TEXT UNDER STUDY:
- Opening Delimiter -
Project 17: Agent Observability with OpenTelemetry

Build complete trace and metric instrumentation for agent loops, tool calls, policy checks, and memory operations.

Quick Reference

Attribute	Value
Difficulty	Level 3: Advanced
Time Estimate	10-18 hours
Language	TypeScript (alt: Python, Go)
Prerequisites	Projects 6, 9
Key Topics	tracing, semantic conventions, root-cause workflows

Learning Objectives

Instrument agent execution with end-to-end trace IDs.
Emit GenAI semantic attributes for model/tool spans.
Build latency, token, and cost dashboards.
Perform root-cause analysis from a single failed request.

The Core Question You’re Answering

“How do you make stochastic agent behavior operationally debuggable?”

Concepts You Must Understand First

Concept	Why It Matters	Where to Learn
Span trees	Causality across components	OpenTelemetry fundamentals
GenAI semantic attributes	Standardized AI telemetry fields	OTel GenAI conventions
Sampling strategy	Controls observability cost	SRE observability practices

Theoretical Foundation

Request -> Trace Root -> (LLM span, Tool span, Policy span, Memory span) -> Outcome

Without span-level causality, agent debugging becomes guesswork.

Project Specification

What You’ll Build

An observability layer that:

Instruments all critical boundaries
Emits OTLP traces + metrics
Redacts sensitive fields
Supports trace-driven incident analysis

Functional Requirements

Correlation ID propagation
Span emission for model/tool/policy/memory operations
Token/cost metric extraction
Dashboard and alert definitions

Non-Functional Requirements

Low instrumentation overhead
Privacy-safe logs and traces
Replay-friendly trace export

Real World Outcome

$ npm run p17:trace -- --goal "summarize incident retro"
- Closing Delimiter -
ACTIVITY LIST:
- A) In the agent observability project page, how much time is the project estimated to take?
- B) Carry the agent observability project page on from the point where it stops.

STORED DATA:
- Opening Delimiter -
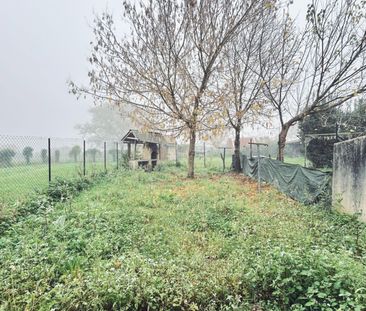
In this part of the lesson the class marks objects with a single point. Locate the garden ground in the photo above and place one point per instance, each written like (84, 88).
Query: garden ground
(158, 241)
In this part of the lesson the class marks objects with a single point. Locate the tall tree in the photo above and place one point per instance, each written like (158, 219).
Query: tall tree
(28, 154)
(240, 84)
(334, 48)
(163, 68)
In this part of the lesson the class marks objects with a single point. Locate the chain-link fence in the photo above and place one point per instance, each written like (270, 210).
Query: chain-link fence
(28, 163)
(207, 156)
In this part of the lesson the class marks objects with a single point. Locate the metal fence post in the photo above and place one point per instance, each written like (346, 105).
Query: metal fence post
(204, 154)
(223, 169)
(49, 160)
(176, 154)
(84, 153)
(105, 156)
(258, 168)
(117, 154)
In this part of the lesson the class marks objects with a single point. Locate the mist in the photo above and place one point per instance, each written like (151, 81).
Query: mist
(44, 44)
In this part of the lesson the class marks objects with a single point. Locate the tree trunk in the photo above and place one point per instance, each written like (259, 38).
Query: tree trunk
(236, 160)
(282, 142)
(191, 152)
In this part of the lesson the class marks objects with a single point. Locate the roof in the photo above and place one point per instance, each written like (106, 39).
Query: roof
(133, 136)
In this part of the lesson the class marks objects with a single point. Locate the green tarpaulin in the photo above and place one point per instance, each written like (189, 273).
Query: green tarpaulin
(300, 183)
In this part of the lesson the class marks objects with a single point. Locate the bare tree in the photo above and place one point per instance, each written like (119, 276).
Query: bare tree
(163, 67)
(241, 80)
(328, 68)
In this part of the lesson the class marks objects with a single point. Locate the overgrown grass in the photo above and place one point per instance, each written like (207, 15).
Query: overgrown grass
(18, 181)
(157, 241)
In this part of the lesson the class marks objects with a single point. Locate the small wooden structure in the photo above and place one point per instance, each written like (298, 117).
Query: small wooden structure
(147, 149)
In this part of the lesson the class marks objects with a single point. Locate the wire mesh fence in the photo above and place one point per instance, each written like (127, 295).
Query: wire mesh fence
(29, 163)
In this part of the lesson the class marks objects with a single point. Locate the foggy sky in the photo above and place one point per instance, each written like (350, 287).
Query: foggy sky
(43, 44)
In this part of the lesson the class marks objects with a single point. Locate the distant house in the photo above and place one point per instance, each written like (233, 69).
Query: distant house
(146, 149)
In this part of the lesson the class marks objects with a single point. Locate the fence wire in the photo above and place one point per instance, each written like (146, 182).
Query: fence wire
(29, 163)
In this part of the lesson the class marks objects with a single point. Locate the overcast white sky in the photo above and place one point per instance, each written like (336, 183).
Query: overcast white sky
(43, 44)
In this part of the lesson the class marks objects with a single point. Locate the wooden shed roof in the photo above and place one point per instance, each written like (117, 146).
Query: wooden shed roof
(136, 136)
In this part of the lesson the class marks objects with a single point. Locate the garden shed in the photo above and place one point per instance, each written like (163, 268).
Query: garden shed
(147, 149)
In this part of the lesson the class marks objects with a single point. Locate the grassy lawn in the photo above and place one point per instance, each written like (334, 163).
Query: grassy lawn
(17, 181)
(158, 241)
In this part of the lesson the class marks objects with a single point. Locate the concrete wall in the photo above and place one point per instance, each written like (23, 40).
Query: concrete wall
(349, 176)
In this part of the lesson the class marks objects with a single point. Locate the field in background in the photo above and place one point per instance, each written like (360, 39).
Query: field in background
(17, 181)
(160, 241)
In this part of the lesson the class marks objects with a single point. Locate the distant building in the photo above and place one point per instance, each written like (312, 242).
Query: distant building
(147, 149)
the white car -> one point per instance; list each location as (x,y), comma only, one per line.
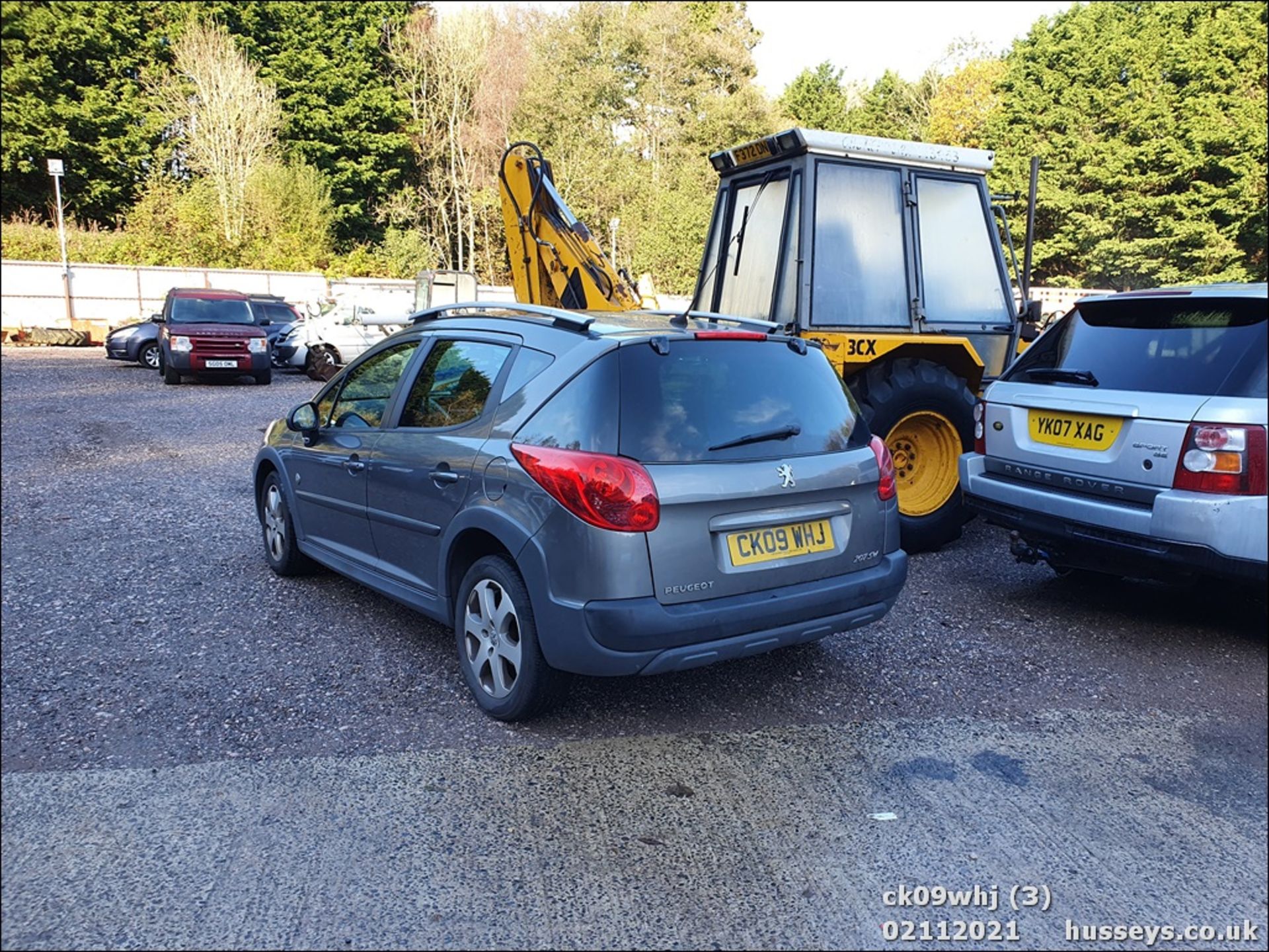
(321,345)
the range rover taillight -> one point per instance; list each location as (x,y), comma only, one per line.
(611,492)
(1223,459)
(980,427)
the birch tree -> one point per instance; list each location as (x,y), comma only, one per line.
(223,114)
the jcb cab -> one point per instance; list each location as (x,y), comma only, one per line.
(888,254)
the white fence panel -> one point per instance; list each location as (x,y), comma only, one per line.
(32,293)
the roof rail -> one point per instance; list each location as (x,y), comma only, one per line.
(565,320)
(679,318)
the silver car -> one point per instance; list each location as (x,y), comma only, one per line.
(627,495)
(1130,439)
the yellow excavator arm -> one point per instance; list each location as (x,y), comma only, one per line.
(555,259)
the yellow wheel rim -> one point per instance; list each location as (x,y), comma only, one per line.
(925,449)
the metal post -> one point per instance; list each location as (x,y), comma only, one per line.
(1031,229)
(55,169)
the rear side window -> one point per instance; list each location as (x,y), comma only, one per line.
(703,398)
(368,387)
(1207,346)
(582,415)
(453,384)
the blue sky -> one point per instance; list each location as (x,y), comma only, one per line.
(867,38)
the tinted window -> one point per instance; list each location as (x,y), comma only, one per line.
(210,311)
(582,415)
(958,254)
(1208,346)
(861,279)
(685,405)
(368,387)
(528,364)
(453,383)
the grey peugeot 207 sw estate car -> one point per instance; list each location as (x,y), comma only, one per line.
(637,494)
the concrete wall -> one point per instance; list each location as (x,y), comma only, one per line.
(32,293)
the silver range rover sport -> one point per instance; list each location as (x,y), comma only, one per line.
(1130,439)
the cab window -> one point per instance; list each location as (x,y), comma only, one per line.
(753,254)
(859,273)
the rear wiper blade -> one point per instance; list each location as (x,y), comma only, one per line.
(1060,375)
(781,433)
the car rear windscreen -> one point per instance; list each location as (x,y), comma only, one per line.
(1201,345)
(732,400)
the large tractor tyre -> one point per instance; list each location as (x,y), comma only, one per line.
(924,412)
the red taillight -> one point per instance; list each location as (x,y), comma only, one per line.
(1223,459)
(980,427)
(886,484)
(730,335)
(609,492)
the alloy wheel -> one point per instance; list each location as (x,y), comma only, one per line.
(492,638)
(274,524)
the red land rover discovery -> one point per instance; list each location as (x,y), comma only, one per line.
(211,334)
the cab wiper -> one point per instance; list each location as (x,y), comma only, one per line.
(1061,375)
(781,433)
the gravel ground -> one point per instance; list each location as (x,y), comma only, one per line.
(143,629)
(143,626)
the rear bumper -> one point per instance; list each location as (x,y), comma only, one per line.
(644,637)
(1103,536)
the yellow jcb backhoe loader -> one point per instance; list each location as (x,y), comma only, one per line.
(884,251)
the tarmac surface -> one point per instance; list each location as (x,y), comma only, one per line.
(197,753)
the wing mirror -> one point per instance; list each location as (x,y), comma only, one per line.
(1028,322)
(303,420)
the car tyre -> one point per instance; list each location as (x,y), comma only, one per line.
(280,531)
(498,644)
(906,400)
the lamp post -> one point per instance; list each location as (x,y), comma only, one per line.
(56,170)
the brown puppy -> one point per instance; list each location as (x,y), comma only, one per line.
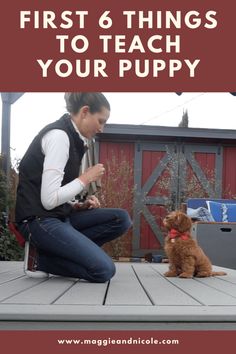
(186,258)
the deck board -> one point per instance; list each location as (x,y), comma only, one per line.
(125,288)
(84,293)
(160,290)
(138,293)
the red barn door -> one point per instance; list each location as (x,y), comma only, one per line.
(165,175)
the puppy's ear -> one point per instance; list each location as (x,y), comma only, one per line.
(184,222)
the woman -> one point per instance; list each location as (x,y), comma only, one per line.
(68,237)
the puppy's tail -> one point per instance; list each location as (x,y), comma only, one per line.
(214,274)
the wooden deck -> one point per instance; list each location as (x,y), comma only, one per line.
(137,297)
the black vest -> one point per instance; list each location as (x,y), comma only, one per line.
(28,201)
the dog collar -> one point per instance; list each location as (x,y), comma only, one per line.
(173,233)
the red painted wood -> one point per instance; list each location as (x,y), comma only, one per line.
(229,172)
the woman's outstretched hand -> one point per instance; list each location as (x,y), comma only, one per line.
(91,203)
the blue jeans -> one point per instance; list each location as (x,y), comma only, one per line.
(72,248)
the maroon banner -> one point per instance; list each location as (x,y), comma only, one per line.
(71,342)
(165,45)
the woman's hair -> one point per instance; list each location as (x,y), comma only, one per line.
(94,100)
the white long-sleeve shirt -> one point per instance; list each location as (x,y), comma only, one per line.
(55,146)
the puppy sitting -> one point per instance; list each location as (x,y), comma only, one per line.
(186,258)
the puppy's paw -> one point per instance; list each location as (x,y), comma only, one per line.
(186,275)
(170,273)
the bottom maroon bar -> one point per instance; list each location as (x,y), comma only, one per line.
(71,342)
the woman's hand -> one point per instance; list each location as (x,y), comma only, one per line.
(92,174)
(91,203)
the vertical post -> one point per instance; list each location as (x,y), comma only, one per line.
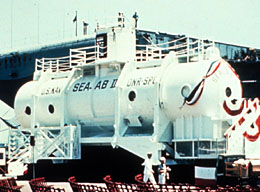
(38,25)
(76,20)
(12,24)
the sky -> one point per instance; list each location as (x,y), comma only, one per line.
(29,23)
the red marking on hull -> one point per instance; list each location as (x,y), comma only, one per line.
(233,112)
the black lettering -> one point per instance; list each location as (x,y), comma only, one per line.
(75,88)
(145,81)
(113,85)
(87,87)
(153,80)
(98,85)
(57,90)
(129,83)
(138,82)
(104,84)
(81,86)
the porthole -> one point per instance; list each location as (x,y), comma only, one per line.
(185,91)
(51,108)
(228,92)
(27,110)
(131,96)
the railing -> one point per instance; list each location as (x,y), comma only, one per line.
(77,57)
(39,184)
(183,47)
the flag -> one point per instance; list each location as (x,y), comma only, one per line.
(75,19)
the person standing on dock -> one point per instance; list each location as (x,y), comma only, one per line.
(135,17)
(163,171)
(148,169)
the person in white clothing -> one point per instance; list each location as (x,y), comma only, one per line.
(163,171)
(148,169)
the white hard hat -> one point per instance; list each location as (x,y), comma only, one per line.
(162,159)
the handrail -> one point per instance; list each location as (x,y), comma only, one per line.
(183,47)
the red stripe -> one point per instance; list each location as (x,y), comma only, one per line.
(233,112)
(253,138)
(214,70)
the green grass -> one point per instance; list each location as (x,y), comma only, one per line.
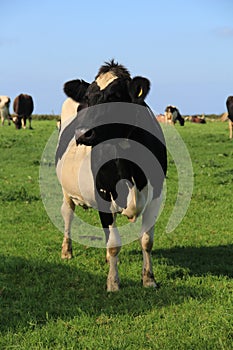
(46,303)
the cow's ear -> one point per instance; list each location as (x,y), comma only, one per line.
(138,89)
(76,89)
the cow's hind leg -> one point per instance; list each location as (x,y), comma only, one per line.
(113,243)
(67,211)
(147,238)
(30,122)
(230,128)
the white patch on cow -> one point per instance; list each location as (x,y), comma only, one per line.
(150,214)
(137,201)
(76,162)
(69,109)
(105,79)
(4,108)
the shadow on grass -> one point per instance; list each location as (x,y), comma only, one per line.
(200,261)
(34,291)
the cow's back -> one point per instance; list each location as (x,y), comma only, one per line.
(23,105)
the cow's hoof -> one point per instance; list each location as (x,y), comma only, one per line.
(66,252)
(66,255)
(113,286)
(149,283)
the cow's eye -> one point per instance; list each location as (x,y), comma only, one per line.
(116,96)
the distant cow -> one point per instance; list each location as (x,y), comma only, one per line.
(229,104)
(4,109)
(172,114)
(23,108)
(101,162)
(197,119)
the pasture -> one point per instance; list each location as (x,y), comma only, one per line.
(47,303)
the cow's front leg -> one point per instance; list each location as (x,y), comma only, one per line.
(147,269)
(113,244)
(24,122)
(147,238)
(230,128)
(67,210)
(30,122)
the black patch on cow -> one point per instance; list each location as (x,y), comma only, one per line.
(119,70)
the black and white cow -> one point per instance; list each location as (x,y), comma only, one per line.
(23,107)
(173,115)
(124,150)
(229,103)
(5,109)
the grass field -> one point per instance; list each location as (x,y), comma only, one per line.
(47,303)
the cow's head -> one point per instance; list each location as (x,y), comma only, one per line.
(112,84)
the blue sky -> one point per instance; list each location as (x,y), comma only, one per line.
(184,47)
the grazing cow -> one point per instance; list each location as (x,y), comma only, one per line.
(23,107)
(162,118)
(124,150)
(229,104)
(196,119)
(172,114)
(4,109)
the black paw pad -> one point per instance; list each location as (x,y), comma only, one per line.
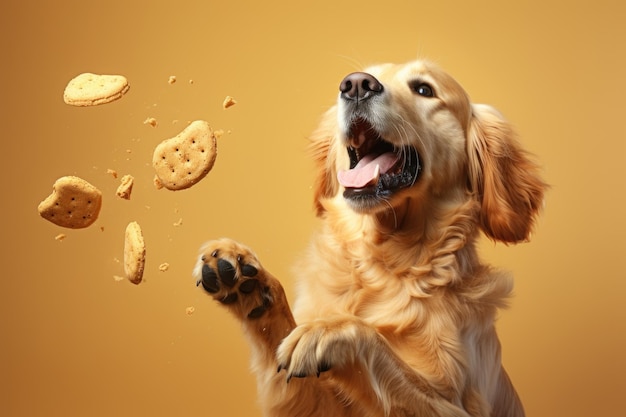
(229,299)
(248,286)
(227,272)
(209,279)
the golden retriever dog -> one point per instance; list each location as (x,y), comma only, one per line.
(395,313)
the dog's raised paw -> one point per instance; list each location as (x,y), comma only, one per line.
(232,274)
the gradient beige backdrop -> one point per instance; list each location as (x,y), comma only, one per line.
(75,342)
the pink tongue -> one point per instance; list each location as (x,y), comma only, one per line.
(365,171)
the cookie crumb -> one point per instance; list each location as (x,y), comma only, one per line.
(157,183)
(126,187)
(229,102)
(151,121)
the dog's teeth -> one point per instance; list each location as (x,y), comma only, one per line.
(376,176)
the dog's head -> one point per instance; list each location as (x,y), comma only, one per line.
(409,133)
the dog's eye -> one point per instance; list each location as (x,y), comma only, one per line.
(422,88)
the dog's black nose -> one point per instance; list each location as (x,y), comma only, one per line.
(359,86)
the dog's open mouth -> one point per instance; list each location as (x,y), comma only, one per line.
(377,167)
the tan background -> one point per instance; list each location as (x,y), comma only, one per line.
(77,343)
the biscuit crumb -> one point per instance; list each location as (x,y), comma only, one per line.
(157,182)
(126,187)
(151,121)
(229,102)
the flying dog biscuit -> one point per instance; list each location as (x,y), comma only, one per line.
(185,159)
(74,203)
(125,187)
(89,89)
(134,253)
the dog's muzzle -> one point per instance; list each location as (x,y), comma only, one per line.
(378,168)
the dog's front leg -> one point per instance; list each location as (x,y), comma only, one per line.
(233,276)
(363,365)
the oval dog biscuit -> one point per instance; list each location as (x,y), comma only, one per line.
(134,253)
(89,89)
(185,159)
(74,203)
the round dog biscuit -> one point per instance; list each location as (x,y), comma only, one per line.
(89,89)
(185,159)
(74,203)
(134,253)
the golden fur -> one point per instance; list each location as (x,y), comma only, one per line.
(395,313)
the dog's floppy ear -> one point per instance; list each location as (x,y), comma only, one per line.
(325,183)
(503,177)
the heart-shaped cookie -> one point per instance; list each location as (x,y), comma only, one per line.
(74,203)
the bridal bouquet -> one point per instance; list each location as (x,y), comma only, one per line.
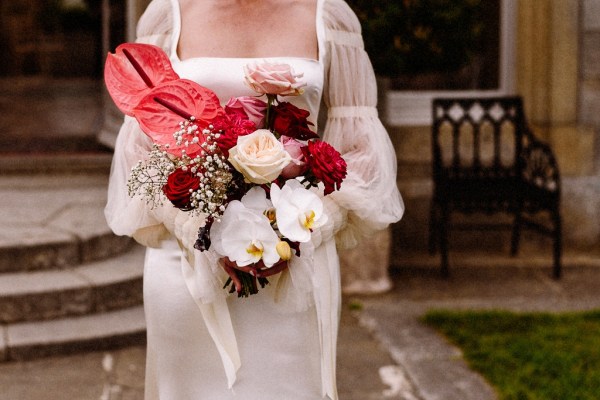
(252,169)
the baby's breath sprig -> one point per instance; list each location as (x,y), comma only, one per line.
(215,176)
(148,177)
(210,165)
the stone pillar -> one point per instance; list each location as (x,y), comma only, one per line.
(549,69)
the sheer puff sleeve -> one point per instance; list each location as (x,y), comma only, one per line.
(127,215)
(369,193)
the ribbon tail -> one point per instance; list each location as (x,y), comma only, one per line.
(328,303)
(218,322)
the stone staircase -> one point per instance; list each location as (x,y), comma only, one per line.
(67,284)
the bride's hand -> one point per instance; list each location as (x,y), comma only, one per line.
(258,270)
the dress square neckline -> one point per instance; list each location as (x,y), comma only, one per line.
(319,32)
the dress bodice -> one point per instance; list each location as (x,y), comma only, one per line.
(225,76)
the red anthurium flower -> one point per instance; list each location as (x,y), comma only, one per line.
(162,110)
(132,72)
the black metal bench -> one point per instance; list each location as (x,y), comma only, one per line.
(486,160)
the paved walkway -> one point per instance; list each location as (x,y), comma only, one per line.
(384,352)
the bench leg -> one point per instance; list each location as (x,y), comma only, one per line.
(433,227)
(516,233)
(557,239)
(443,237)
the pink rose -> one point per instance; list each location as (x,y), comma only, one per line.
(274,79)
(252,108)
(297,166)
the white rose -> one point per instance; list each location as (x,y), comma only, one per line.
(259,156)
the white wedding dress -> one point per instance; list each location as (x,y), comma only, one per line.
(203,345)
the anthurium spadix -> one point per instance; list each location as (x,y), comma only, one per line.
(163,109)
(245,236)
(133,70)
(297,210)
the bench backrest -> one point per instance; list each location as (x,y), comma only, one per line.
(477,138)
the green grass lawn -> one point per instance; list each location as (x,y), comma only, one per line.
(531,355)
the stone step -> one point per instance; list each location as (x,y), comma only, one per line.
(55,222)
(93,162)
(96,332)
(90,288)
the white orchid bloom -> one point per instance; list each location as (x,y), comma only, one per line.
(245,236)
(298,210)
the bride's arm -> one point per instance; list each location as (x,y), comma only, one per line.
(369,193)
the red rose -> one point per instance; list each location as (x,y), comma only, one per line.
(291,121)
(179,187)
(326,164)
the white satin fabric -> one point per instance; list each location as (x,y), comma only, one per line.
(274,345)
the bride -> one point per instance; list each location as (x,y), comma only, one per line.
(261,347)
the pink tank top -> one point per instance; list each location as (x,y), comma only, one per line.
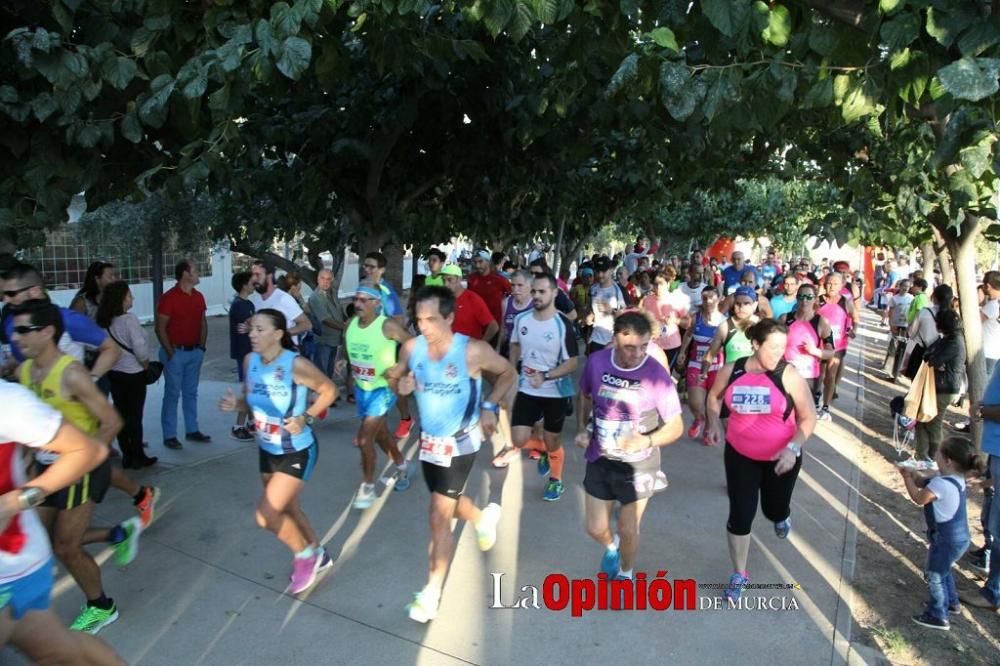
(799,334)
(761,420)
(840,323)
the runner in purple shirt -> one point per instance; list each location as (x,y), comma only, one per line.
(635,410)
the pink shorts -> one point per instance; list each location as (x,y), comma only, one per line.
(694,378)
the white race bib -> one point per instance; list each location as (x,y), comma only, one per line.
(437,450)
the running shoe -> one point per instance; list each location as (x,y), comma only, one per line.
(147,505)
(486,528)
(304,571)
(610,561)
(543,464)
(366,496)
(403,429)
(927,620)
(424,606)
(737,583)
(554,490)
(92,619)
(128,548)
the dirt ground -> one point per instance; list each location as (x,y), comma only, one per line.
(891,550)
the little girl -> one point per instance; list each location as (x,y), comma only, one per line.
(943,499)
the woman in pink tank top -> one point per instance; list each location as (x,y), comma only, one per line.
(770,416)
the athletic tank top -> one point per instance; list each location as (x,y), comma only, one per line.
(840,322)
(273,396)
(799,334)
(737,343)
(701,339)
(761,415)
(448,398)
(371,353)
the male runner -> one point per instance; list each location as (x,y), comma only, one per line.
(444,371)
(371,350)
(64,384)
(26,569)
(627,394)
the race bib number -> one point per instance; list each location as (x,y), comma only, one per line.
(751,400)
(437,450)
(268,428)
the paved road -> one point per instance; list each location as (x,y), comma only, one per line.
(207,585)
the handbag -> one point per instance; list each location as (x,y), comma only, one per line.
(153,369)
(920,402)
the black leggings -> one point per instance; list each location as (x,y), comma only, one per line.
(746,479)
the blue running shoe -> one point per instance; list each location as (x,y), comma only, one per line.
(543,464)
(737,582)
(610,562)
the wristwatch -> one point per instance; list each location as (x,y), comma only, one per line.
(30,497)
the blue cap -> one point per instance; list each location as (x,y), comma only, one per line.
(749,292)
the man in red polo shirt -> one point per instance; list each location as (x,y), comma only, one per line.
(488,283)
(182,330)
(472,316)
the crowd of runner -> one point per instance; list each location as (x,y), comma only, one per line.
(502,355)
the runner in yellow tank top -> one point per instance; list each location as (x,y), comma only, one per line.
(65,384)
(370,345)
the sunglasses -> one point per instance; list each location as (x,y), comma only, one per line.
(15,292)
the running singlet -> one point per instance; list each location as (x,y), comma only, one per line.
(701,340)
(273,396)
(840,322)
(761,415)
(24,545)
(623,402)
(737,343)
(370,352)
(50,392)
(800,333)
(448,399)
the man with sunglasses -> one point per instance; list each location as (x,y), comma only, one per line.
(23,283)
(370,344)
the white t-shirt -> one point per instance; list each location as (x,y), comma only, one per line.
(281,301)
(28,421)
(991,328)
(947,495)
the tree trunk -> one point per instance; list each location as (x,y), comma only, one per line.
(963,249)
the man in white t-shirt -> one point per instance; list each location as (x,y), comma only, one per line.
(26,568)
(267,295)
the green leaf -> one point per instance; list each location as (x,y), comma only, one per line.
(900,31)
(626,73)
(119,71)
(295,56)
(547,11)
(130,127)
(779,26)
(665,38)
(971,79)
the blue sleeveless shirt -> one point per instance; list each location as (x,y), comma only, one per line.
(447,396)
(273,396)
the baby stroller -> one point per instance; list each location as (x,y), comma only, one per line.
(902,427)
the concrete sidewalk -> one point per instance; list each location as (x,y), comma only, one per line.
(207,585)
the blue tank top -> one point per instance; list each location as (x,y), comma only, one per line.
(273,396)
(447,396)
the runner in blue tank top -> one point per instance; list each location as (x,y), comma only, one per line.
- Closing Delimiter -
ANSWERS FOR THE EXERCISE:
- A) 10-18 hours

- B)
[trace] id=trace_a9f2d
[spans] llm=7 tool=5 memory=3 policy=5
[latency] p50=1.2s p95=4.8s
[cost] est_usd=0.41
[dashboard] updated successfully

Architecture Overview

Agent Runtime -> Instrumentation SDK -> OTel Collector -> Storage -> Dashboards/Alerts

Implementation Guide

Phase 1: Trace Foundations

Request IDs, root spans, and propagation.

Phase 2: GenAI Attributes

Add model/tool metadata and token usage.

Phase 3: Ops Workflows

Build runbooks for trace-based incident triage.

Testing Strategy

Missing span detection tests
PII redaction tests
Synthetic incident replay tests

Common Pitfalls & Debugging

Pitfall	Symptom	Fix
Fragmented traces	no end-to-end view	enforce correlation ID propagation
Over-verbose labels	telemetry cost spikes	reduce high-cardinality attributes
Hidden sensitive fields	compliance risk	redact before export

Interview Questions They’ll Ask

What should every agent trace include?
How do you map business failures to technical spans?
How do you balance observability depth vs cost?
How do traces support evaluation and routing?

Hints in Layers

Hint 1: Instrument only critical path first.
Hint 2: Add policy and memory spans explicitly.
Hint 3: Track tokens and cost per model call.
Hint 4: Build one-click trace drilldown playbook.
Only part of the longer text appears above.